====== Task inputs

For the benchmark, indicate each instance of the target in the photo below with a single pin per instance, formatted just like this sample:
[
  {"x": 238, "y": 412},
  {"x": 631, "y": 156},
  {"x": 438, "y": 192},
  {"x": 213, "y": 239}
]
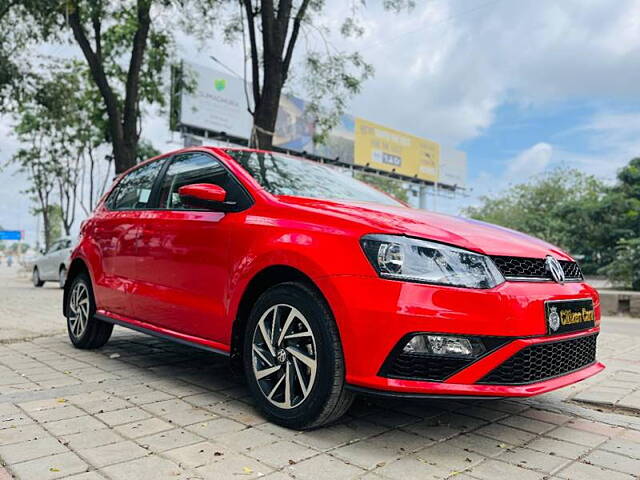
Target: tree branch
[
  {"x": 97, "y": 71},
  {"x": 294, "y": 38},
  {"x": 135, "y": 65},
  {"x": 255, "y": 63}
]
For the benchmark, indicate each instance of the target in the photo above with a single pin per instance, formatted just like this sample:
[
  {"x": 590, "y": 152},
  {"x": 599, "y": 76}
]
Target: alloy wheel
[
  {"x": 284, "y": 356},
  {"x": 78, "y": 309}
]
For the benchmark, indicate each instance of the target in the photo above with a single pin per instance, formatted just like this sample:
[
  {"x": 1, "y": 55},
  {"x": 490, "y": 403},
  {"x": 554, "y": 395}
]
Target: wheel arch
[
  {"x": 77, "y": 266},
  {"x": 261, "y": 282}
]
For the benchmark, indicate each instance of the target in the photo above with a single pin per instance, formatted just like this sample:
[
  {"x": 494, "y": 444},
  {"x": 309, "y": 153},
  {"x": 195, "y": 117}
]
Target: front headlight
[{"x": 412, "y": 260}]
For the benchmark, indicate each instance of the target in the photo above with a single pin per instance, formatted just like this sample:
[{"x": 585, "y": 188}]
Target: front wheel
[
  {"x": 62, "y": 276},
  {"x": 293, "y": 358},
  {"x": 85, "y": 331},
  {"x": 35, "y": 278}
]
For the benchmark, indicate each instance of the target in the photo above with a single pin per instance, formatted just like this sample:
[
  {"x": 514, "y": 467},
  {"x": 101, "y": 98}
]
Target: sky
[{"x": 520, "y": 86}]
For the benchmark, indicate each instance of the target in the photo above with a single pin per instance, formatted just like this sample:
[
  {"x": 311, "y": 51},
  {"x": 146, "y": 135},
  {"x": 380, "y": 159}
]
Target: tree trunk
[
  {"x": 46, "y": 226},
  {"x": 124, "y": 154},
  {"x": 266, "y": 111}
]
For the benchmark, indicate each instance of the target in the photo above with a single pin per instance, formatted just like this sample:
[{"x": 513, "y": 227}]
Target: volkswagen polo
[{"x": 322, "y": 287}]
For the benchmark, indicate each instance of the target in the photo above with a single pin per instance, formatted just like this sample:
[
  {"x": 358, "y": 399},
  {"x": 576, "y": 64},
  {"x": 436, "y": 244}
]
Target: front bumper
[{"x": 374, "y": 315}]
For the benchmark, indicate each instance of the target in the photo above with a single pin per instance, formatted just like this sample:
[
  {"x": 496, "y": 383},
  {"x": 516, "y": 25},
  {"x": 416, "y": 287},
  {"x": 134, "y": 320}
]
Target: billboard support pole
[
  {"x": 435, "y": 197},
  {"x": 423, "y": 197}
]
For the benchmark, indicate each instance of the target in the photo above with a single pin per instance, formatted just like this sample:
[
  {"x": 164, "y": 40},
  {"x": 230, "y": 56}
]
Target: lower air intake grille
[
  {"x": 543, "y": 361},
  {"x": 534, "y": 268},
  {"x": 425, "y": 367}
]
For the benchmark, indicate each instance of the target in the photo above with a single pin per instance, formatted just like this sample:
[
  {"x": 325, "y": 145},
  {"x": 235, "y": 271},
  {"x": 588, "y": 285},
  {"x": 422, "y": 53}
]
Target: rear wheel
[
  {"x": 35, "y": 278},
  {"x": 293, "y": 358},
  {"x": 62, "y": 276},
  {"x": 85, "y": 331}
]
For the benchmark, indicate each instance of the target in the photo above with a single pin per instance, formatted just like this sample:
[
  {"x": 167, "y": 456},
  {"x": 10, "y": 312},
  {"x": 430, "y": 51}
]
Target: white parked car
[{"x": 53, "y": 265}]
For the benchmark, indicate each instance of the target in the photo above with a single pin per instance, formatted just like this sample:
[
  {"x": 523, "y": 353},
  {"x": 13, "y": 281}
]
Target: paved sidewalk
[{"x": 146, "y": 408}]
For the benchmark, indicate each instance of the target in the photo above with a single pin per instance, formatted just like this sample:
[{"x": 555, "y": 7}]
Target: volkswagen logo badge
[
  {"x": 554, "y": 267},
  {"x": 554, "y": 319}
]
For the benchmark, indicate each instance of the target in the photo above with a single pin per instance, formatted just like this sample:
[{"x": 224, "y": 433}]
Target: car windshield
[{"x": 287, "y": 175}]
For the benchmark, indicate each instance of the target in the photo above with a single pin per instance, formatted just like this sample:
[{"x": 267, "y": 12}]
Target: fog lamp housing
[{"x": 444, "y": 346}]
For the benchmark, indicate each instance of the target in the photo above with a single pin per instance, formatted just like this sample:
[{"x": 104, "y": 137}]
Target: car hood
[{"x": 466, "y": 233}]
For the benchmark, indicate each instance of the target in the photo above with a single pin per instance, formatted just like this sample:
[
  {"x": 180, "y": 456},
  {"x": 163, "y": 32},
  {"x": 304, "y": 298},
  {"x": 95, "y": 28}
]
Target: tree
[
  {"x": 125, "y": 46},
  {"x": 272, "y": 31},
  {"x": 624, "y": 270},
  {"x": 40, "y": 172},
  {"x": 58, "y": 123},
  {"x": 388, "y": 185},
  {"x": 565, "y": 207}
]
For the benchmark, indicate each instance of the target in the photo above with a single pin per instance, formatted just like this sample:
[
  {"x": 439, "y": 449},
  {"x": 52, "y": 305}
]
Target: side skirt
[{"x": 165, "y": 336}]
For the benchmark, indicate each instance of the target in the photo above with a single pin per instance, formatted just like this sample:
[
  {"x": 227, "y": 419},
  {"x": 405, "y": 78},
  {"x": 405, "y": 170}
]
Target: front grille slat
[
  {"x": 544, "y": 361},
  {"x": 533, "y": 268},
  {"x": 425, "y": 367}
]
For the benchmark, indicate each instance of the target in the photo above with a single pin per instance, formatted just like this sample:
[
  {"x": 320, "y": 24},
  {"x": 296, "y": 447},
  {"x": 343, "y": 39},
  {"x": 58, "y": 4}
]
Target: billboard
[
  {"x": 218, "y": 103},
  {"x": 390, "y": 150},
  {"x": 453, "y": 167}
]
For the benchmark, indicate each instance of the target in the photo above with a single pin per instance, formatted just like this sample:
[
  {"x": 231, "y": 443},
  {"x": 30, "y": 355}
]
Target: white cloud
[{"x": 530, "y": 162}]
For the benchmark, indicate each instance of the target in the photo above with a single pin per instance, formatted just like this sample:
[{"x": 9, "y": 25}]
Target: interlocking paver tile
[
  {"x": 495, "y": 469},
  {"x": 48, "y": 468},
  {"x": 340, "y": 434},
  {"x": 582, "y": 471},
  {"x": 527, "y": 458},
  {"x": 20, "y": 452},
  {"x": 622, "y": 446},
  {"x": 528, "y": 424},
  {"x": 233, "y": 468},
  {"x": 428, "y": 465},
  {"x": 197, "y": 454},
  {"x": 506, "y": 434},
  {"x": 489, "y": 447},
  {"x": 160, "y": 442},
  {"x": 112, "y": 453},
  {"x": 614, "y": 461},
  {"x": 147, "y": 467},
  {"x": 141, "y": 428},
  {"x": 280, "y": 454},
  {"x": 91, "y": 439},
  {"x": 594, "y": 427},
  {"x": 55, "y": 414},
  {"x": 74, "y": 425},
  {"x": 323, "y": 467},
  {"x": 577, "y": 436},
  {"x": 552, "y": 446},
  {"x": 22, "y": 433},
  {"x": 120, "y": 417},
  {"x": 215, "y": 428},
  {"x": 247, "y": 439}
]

============

Output the data exactly. Pictures don't belong in the result.

» **Solution to the exercise**:
For the benchmark, indicate each instance of the target in the photo below with a single pin per instance, formatted just like this sample:
[
  {"x": 238, "y": 412},
  {"x": 631, "y": 156},
  {"x": 438, "y": 192},
  {"x": 213, "y": 239}
]
Target: tree branch
[
  {"x": 97, "y": 71},
  {"x": 294, "y": 38},
  {"x": 135, "y": 65},
  {"x": 255, "y": 63}
]
For the benchmark, indicate each instance of the target in the photo above with a single pin per instance, formatted just like this sample:
[
  {"x": 590, "y": 152},
  {"x": 599, "y": 76}
]
Target: alloy wheel
[
  {"x": 284, "y": 356},
  {"x": 78, "y": 309}
]
For the benchmark, indicate each instance of the target in the photo above with a single pin per instance, formatted just like this sample:
[
  {"x": 1, "y": 55},
  {"x": 490, "y": 403},
  {"x": 554, "y": 395}
]
Target: wheel arch
[
  {"x": 77, "y": 266},
  {"x": 261, "y": 282}
]
For the benchmark, indicate each instance of the target in the photo above with a single pin per instance, formatted just like this sample:
[
  {"x": 494, "y": 444},
  {"x": 309, "y": 153},
  {"x": 195, "y": 117}
]
Target: front headlight
[{"x": 412, "y": 260}]
For the benchmark, indicate each instance of the target in the photo above with a single pin per instance, formatted just like this sample:
[{"x": 585, "y": 188}]
Target: front wheel
[
  {"x": 62, "y": 276},
  {"x": 293, "y": 358},
  {"x": 85, "y": 331},
  {"x": 35, "y": 278}
]
For the benchmark, indicate each instance of the target in the photo above with a single pin per instance, formatted just like this sample:
[
  {"x": 514, "y": 467},
  {"x": 101, "y": 98}
]
Target: sky
[{"x": 520, "y": 86}]
For the benchmark, indicate each instance of the target in the photo above with a single pin per instance, formatted just like this sample:
[
  {"x": 311, "y": 51},
  {"x": 146, "y": 135},
  {"x": 380, "y": 159}
]
Target: tree trunk
[
  {"x": 46, "y": 226},
  {"x": 124, "y": 154},
  {"x": 266, "y": 111}
]
For the benchmark, indicate each instance of the target in the photo above with a single pin per instance, formatted just like this sample:
[{"x": 513, "y": 227}]
Target: volkswagen polo
[{"x": 322, "y": 287}]
For the benchmark, indicate each instance of the target in the photo above with a single pin per instance, formatted just like this sample:
[
  {"x": 358, "y": 399},
  {"x": 576, "y": 64},
  {"x": 436, "y": 244}
]
Target: front bumper
[{"x": 374, "y": 315}]
For the benchmark, indicate each instance of the target in the photo above with a single pin per instance, formatted just like this sample:
[
  {"x": 496, "y": 383},
  {"x": 516, "y": 25},
  {"x": 416, "y": 287},
  {"x": 134, "y": 320}
]
Target: billboard support pole
[
  {"x": 435, "y": 197},
  {"x": 423, "y": 197}
]
For the benchmark, indicate each instance of the target in the photo above with a single pin per instance, formatted just like this sample:
[
  {"x": 164, "y": 40},
  {"x": 230, "y": 56}
]
Target: lower air intake grille
[
  {"x": 543, "y": 361},
  {"x": 534, "y": 268},
  {"x": 425, "y": 367}
]
For the benchmark, indicate each instance of the target in the photo above with a single pin per instance, formatted just like this sample:
[
  {"x": 325, "y": 145},
  {"x": 235, "y": 271},
  {"x": 588, "y": 285},
  {"x": 422, "y": 53}
]
Target: rear wheel
[
  {"x": 35, "y": 278},
  {"x": 293, "y": 358},
  {"x": 62, "y": 276},
  {"x": 85, "y": 331}
]
For the benchmark, indicate each instance of the target in the photo above with a single pin per instance, formatted just like this sample:
[
  {"x": 167, "y": 456},
  {"x": 10, "y": 312},
  {"x": 430, "y": 51}
]
Target: white parked car
[{"x": 53, "y": 265}]
For the benchmark, indicate each instance of the target in the photo above with a single pin per instance, formatted just like this sample:
[
  {"x": 523, "y": 353},
  {"x": 13, "y": 281}
]
Target: paved sidewalk
[{"x": 146, "y": 408}]
For the benchmark, indicate each instance of the target in the photo above with a single pin per instance, formatted just like this sample:
[{"x": 555, "y": 7}]
Target: volkswagen logo badge
[
  {"x": 554, "y": 267},
  {"x": 554, "y": 319}
]
For the benchmark, indicate each instance of the target in the photo above with a single pin per instance, formatted just like this sample:
[{"x": 224, "y": 433}]
Target: car windshield
[{"x": 287, "y": 175}]
For the benchmark, indicate each instance of the target in the photo above with a single pin per instance, formatted just like this sample:
[{"x": 267, "y": 12}]
Target: fog lamp housing
[{"x": 444, "y": 346}]
For the benchmark, indicate each instance of the target in the photo above with a single pin per instance, formatted just like this sample:
[{"x": 104, "y": 137}]
Target: car hood
[{"x": 466, "y": 233}]
For the benchmark, indicate each instance of the target in the photo above with a single pin per instance, formatted just like this sample:
[
  {"x": 180, "y": 456},
  {"x": 163, "y": 32},
  {"x": 304, "y": 298},
  {"x": 95, "y": 28}
]
Target: tree
[
  {"x": 125, "y": 46},
  {"x": 272, "y": 31},
  {"x": 624, "y": 270},
  {"x": 40, "y": 172},
  {"x": 58, "y": 123},
  {"x": 388, "y": 185},
  {"x": 565, "y": 207}
]
For the benchmark, indicate each instance of the target in the photo above with a single pin per instance, formatted just like this sample:
[
  {"x": 439, "y": 449},
  {"x": 52, "y": 305}
]
Target: side skirt
[{"x": 165, "y": 336}]
For the benchmark, indicate each instance of the target in the photo above with a single pin per instance, formatted just like this sample:
[
  {"x": 227, "y": 419},
  {"x": 405, "y": 78},
  {"x": 405, "y": 170}
]
Target: front grille slat
[
  {"x": 544, "y": 361},
  {"x": 533, "y": 268},
  {"x": 425, "y": 367}
]
For the benchmark, indicate each instance of the target in the photo above with a single pin per instance, formatted just like this sample:
[
  {"x": 320, "y": 24},
  {"x": 296, "y": 447},
  {"x": 343, "y": 39},
  {"x": 58, "y": 4}
]
Target: billboard
[
  {"x": 218, "y": 103},
  {"x": 390, "y": 150},
  {"x": 453, "y": 167}
]
For the benchmark, indicate each instance of the target in the photo above with a single pin per instance, formatted just like this sample:
[
  {"x": 231, "y": 443},
  {"x": 30, "y": 355}
]
Target: white cloud
[{"x": 530, "y": 162}]
For the benchmark, indicate each instance of the target in the photo above with a single pin per instance, formatted just like this sample:
[{"x": 9, "y": 25}]
Target: interlocking paver tile
[
  {"x": 495, "y": 469},
  {"x": 48, "y": 468},
  {"x": 340, "y": 434},
  {"x": 582, "y": 471},
  {"x": 527, "y": 458},
  {"x": 20, "y": 452},
  {"x": 622, "y": 446},
  {"x": 528, "y": 424},
  {"x": 233, "y": 468},
  {"x": 428, "y": 465},
  {"x": 197, "y": 454},
  {"x": 506, "y": 434},
  {"x": 489, "y": 447},
  {"x": 160, "y": 442},
  {"x": 112, "y": 453},
  {"x": 614, "y": 461},
  {"x": 147, "y": 467},
  {"x": 141, "y": 428},
  {"x": 280, "y": 454},
  {"x": 91, "y": 439},
  {"x": 594, "y": 427},
  {"x": 55, "y": 414},
  {"x": 74, "y": 425},
  {"x": 323, "y": 467},
  {"x": 577, "y": 436},
  {"x": 552, "y": 446},
  {"x": 22, "y": 433},
  {"x": 120, "y": 417},
  {"x": 215, "y": 428},
  {"x": 247, "y": 439}
]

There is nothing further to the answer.